(What to do):
Convert the entries into a JSON list of strings with one string per line, skipping blank lines. Start at the line containing "In this exercise you will indicate the dried" and end after the line containing "point(509, 373)".

(Rows):

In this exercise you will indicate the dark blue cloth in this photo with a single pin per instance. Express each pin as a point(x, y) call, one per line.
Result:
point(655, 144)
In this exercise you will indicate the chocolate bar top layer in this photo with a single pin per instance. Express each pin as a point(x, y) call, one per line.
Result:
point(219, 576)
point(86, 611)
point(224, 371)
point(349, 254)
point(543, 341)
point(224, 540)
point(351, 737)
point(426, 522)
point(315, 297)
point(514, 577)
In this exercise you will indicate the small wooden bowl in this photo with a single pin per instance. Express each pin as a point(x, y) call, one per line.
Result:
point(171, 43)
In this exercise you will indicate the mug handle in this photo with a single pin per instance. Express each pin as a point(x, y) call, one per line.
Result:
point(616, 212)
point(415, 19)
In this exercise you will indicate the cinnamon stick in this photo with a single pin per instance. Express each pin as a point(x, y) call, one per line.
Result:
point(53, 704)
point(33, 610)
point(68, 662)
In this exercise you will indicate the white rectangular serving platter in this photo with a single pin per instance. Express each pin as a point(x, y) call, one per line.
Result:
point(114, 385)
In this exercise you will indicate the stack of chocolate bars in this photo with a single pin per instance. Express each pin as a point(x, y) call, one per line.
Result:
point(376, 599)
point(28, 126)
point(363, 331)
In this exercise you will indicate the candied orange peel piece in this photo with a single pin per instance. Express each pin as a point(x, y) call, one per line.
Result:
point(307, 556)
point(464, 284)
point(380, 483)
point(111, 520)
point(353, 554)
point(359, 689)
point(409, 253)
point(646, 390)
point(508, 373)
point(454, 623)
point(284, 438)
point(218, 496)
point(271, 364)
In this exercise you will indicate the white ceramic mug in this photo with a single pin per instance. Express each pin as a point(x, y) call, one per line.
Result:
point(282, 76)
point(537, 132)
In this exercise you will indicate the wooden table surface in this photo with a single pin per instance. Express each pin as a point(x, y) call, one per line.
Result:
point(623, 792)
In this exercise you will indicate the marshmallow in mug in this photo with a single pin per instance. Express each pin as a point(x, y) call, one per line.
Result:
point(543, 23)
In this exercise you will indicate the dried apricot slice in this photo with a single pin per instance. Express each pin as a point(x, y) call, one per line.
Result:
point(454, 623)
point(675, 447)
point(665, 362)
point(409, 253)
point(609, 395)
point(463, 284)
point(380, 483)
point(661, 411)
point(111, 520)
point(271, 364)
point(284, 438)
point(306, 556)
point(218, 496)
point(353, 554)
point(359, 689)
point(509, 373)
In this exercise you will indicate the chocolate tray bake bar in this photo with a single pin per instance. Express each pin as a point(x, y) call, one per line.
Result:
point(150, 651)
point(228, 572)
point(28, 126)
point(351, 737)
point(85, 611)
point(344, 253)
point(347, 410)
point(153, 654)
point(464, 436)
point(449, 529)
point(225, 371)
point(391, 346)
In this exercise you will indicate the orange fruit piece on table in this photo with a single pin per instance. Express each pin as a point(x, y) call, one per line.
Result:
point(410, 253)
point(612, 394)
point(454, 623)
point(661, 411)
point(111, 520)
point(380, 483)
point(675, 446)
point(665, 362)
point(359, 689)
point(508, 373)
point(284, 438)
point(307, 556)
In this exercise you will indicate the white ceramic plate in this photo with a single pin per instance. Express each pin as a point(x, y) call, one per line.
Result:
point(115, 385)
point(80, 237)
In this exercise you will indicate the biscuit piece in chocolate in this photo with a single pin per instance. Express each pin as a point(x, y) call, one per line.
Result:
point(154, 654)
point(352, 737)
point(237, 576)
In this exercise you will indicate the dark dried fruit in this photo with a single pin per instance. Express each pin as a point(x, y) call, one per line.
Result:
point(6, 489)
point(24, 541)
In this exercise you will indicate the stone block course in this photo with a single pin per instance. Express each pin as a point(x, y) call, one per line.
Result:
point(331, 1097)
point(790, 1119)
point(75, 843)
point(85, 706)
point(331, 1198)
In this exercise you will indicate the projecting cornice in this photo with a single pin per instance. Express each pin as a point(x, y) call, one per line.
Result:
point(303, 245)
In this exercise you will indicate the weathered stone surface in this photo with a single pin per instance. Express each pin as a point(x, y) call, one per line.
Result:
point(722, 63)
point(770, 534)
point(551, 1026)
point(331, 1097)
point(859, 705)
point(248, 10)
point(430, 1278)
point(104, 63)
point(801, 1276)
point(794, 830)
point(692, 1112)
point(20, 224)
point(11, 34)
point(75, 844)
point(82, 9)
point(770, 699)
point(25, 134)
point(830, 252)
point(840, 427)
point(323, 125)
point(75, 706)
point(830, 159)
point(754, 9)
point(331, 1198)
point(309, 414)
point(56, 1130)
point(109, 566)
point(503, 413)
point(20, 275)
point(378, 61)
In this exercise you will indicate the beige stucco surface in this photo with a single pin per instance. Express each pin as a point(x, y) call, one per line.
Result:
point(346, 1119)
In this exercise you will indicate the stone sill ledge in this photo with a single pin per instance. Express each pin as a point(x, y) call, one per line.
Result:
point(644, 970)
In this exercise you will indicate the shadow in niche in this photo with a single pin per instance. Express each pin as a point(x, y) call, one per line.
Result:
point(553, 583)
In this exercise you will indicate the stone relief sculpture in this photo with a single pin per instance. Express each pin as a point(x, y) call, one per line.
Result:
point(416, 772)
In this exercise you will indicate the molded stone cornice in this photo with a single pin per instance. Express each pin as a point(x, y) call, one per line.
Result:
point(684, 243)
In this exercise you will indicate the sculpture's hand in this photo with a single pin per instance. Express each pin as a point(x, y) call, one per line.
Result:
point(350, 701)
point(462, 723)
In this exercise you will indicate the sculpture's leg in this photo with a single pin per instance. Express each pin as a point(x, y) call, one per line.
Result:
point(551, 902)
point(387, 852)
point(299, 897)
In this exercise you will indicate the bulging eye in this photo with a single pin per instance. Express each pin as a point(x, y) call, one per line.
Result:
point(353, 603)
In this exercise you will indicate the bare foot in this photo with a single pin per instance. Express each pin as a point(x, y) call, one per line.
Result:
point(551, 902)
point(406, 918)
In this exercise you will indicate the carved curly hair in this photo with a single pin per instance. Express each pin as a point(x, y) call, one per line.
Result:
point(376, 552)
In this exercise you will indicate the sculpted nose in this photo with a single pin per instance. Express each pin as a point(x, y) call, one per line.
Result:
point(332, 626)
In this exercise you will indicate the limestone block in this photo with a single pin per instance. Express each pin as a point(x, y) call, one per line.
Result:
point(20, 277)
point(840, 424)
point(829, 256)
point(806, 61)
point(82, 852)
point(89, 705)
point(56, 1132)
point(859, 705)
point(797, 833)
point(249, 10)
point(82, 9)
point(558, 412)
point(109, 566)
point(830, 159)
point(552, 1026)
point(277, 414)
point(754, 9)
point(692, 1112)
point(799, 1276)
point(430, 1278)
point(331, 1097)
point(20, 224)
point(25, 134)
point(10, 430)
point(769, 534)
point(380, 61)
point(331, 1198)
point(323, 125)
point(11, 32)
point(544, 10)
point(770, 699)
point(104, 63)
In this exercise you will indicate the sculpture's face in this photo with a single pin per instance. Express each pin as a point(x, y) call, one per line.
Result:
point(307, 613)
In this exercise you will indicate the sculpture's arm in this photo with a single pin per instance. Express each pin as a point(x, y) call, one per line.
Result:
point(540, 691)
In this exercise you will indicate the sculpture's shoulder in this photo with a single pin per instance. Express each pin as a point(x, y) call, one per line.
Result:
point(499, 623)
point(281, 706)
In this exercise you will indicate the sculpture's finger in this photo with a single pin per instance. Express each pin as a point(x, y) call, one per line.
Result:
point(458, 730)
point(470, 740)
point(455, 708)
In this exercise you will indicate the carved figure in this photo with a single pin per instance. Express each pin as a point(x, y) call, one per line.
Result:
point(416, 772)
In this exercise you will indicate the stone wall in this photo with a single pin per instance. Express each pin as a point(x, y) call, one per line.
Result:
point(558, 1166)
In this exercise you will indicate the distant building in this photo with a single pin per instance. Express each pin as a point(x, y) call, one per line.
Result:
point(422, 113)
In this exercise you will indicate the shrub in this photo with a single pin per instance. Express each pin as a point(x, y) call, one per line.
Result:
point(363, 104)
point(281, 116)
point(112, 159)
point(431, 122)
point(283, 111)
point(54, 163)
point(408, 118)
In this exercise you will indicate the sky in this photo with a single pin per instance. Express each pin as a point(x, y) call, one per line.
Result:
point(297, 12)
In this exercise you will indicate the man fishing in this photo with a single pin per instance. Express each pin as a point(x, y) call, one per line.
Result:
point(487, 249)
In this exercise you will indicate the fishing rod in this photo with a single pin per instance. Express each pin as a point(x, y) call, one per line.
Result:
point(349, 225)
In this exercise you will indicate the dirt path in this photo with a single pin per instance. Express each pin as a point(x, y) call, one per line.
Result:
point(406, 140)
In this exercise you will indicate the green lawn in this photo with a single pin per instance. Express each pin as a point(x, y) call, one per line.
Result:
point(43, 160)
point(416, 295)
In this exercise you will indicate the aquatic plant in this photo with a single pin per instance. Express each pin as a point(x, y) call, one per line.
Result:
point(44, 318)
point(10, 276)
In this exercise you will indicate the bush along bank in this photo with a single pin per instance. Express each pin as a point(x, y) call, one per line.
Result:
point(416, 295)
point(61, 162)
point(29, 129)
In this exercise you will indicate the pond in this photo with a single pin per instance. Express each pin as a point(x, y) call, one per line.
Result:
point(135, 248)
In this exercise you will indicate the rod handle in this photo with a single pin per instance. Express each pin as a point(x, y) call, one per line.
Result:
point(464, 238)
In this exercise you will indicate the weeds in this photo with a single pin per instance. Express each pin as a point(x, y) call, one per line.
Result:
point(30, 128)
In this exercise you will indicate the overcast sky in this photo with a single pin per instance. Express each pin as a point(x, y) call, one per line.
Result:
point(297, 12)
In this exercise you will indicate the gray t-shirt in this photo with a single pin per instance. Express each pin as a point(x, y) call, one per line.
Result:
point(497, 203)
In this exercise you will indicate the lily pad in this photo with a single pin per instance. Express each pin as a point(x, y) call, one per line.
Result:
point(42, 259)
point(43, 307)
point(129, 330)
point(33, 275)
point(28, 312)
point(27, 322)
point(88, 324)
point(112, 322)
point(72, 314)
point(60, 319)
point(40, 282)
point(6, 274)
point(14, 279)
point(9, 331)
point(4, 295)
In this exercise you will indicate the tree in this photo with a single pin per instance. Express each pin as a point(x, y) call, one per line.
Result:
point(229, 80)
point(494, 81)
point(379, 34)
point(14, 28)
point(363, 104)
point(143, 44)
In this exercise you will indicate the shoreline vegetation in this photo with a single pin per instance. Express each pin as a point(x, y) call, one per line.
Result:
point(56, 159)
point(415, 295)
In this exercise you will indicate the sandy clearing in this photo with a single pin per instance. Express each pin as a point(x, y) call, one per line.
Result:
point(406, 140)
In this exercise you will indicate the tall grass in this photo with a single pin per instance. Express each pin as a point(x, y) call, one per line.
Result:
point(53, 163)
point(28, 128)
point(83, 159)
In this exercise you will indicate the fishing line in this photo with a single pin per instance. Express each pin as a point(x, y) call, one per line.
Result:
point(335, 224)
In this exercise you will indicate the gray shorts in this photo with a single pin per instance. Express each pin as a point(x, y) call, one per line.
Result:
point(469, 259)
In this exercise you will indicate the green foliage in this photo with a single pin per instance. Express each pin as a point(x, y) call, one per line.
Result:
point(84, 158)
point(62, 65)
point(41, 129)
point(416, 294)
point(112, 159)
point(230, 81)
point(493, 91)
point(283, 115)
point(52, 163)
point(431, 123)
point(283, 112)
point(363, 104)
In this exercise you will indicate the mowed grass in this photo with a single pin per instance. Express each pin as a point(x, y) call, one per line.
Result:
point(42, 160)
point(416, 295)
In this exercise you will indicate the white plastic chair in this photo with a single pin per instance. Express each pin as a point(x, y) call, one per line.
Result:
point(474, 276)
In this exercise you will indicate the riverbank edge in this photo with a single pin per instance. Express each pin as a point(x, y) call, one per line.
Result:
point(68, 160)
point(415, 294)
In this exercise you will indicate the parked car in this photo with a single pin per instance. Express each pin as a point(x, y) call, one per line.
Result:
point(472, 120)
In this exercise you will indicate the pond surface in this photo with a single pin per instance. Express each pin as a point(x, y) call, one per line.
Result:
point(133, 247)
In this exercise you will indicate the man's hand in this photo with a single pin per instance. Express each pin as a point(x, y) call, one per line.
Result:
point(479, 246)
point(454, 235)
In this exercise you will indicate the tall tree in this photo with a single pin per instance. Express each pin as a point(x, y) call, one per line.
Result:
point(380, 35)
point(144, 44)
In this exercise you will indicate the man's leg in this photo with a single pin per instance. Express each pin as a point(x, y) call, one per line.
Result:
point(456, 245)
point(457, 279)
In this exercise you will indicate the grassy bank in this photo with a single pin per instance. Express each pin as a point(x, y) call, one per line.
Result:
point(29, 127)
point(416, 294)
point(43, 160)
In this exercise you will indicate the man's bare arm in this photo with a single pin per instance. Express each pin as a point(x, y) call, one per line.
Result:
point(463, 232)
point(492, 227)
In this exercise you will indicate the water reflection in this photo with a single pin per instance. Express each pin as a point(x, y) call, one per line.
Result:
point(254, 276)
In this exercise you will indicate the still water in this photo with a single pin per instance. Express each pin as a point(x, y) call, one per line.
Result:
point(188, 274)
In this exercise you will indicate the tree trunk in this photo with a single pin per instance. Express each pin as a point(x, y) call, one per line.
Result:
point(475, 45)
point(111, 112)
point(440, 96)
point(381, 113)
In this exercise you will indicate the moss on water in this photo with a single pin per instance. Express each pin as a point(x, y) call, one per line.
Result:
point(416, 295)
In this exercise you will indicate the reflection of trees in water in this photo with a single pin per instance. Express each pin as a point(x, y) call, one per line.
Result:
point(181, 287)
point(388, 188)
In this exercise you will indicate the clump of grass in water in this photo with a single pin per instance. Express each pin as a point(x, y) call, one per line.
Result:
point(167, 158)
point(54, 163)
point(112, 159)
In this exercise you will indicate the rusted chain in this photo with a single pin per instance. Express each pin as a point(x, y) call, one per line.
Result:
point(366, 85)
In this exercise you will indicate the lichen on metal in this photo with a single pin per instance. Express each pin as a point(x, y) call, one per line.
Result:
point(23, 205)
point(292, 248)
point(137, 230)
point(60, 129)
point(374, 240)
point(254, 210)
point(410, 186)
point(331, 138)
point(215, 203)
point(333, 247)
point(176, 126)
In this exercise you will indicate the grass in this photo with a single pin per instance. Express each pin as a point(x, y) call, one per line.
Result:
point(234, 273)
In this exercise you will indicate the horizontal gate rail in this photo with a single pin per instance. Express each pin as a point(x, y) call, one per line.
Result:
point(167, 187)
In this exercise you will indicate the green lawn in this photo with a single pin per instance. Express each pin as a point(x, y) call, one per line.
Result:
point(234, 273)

(Correct output):
[
  "In this exercise you will indicate the dried apricot slice in this photo with a single pin per instance. Express each pin as a point(x, y) call, one per line.",
  "Result:",
  "point(454, 623)",
  "point(675, 447)",
  "point(665, 362)",
  "point(409, 253)",
  "point(609, 395)",
  "point(463, 284)",
  "point(380, 483)",
  "point(661, 411)",
  "point(111, 520)",
  "point(271, 364)",
  "point(284, 438)",
  "point(306, 556)",
  "point(218, 496)",
  "point(353, 554)",
  "point(359, 689)",
  "point(509, 373)"
]